• _Exercise requirements_
Please count the lines below that contain the word "request" and reply with only that number.

• _Input rows_
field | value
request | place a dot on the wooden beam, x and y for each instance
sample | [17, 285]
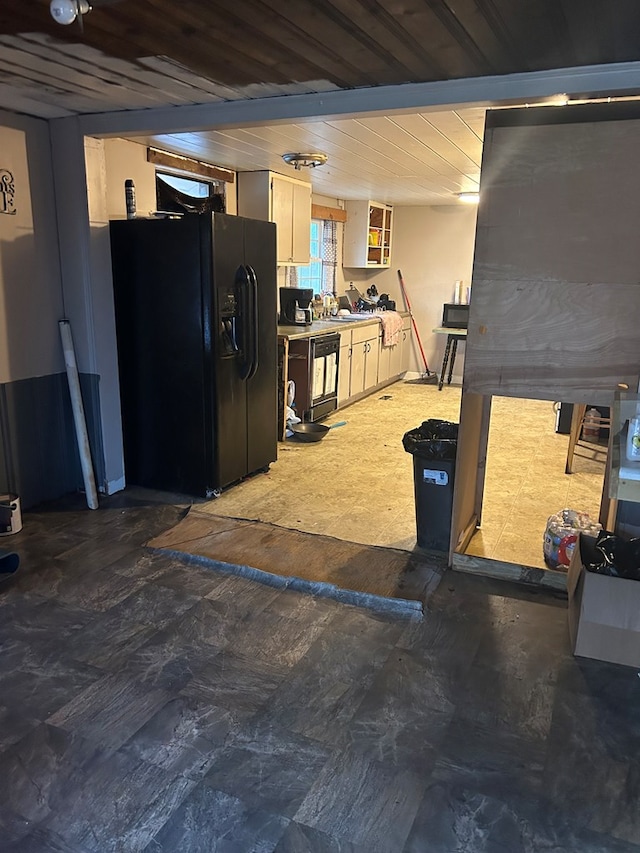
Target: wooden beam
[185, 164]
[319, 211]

...

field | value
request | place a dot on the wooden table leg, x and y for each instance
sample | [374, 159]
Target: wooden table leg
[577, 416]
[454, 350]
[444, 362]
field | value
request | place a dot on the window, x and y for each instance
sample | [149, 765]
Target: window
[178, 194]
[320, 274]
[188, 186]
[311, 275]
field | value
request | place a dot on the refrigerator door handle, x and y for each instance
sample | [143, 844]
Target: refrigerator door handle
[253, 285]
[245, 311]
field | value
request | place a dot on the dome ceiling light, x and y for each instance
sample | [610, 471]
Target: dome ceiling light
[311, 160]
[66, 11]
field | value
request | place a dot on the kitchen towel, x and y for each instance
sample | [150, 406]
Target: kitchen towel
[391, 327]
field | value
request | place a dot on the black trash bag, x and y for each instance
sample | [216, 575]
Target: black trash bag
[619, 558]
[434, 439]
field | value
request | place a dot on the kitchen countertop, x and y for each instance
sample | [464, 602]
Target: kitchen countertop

• _Full solution_
8